PROBLEM A
Collect every line from the entries below that contains the word "tree", and copy each of those lines.
- - -
Technology evolution and value addition

While Avinash Belgamwar stressed upon an opportunity for technology like ‘connected vehicles’ to play an important role, Nesselhauf expressed, “Over technologies that help connect the smart phone to the vehicle’s computer and retrieve data what a customer wants is to know when he could pick up the load; the position of his truck, and what is the fuel efficiency it is delivering. There will be a need to reduce the vehicle weight; remove 1000kg per tonne.

On future technologies that will add value, Dasari said, “Technologies applied in India will not be the same. In the case of GPS, a new way of employing the technology has been devised by issuing an SMS the moment the driver drives past a mobile tower indicating his position. There’s no need for a smart phone. We will continue to compete in the world with the same level of regulations or norms at substantially lower costs driven by value conscious customers.”
- - -
PROBLEM B
Repeat word for word the stretch of the vehicle technology passage above from "While Avinash Belgamwar" through "1000kg per tonne.".

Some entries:
- - -
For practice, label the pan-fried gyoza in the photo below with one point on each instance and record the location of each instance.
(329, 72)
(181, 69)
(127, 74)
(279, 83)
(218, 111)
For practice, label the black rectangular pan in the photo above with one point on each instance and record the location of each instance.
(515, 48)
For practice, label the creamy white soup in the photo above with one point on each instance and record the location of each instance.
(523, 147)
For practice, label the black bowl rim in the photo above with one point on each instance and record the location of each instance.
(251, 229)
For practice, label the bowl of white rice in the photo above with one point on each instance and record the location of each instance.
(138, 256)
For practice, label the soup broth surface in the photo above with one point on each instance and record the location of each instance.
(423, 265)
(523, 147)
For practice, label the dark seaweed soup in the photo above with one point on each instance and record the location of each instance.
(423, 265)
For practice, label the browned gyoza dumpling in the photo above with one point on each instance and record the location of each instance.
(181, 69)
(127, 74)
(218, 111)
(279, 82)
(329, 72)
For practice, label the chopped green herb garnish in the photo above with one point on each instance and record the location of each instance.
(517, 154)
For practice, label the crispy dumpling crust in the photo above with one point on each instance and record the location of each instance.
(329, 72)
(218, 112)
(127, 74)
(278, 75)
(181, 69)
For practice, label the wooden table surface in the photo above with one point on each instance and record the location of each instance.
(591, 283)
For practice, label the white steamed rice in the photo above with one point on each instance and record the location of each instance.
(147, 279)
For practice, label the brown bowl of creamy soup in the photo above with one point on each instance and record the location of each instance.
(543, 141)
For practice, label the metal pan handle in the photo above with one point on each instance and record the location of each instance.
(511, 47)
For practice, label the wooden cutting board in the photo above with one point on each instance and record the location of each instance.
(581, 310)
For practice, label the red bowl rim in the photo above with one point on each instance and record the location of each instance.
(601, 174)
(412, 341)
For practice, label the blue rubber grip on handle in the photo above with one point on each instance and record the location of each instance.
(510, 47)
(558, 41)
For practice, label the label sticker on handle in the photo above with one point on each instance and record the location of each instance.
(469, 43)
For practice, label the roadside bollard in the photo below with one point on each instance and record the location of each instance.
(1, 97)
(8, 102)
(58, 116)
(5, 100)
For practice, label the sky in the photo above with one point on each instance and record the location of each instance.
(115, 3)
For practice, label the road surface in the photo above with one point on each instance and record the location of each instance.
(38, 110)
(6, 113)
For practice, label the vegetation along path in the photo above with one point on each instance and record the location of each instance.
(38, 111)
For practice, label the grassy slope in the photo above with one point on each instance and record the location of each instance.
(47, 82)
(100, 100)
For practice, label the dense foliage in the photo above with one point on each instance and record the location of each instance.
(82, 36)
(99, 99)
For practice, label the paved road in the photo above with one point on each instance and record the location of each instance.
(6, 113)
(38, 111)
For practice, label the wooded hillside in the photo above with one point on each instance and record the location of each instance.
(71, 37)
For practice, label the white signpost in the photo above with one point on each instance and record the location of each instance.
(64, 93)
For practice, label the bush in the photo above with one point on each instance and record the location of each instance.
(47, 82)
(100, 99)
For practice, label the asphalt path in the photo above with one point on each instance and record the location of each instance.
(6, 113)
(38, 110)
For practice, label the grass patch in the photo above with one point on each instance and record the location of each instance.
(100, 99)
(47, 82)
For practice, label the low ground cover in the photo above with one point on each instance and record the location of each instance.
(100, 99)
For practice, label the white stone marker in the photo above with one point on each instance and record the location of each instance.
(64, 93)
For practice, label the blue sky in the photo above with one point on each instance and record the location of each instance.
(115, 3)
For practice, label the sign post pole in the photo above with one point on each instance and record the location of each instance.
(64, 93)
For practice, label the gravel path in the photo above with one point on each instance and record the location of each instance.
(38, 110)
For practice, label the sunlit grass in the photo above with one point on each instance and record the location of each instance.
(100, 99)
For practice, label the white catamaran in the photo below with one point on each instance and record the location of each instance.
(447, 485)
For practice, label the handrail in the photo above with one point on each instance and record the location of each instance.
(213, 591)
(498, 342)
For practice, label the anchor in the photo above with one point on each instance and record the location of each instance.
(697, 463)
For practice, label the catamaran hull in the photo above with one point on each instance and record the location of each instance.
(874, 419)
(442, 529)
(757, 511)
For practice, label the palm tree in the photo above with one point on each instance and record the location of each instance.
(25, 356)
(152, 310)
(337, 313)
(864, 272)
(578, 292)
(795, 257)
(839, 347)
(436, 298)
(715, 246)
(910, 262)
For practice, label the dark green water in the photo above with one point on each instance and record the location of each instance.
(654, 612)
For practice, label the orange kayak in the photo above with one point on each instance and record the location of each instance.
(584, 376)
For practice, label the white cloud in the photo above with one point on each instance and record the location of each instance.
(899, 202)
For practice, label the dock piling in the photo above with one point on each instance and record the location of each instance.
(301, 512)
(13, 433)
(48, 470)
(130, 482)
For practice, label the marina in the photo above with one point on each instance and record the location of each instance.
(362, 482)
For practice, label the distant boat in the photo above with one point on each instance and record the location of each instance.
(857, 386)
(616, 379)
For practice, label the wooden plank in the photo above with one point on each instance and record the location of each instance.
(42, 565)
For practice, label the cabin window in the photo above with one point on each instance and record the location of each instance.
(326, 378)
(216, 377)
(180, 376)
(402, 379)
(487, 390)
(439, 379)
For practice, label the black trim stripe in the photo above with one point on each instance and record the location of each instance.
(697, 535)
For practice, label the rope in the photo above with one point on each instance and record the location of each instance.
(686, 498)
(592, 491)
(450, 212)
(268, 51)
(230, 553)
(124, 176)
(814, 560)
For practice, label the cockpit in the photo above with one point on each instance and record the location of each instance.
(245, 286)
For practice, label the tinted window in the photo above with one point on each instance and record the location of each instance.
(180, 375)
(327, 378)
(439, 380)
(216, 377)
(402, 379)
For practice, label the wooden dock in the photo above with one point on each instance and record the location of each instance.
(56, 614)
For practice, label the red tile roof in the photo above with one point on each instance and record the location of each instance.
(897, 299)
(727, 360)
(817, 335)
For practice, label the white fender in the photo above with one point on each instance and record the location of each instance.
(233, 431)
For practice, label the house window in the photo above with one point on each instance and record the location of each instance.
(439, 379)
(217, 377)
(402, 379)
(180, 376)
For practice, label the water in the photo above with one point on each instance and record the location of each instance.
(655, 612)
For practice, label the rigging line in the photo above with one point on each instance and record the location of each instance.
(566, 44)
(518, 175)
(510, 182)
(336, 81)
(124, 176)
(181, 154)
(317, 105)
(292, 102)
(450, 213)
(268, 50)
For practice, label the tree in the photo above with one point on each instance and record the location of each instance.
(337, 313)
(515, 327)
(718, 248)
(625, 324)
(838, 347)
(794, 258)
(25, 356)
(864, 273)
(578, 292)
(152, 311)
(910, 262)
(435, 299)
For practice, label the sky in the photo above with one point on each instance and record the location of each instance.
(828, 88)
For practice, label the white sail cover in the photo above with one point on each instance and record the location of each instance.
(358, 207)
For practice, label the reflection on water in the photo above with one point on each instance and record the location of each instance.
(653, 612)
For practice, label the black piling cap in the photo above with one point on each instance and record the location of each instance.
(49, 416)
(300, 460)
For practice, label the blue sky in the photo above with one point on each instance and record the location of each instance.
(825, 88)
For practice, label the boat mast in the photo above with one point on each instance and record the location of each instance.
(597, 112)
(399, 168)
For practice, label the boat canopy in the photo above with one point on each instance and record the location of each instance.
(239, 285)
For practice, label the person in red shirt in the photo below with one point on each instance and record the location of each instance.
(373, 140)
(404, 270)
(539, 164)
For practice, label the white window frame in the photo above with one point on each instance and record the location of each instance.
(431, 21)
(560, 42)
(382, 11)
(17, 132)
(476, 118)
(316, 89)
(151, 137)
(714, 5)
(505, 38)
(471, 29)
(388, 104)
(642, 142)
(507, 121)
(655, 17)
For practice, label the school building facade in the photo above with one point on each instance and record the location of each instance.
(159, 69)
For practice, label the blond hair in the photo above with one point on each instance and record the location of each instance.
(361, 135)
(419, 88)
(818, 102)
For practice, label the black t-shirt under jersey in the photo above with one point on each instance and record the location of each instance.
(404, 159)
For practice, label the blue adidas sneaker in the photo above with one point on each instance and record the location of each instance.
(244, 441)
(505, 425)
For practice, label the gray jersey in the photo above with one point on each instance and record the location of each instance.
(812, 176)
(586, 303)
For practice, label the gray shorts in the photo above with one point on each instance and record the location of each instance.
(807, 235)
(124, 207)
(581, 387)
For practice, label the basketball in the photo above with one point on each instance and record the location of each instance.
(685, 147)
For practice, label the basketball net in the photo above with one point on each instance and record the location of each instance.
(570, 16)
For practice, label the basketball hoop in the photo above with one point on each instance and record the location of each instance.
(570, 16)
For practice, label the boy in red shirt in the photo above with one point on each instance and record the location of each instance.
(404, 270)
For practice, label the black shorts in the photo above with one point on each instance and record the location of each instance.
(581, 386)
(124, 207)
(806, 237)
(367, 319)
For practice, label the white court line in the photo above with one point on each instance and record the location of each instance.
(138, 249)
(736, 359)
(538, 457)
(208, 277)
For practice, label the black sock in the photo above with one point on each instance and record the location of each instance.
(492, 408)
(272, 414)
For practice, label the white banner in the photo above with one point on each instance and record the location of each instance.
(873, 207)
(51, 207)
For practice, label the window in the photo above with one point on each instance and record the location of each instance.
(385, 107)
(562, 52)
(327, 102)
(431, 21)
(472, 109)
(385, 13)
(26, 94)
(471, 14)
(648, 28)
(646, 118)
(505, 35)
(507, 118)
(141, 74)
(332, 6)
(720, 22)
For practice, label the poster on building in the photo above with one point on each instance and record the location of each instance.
- - -
FULL SOLUTION A
For practice, label the palm tree in the photo above with one point on each instance and record the location of each instance.
For practice, label the tree in the photo above with one point on each instance and record the location of each instance.

FULL SOLUTION B
While Avinash Belgamwar stressed upon an opportunity for technology like ‘connected vehicles’ to play an important role, Nesselhauf expressed, “Over technologies that help connect the smart phone to the vehicle’s computer and retrieve data what a customer wants is to know when he could pick up the load; the position of his truck, and what is the fuel efficiency it is delivering. There will be a need to reduce the vehicle weight; remove 1000kg per tonne.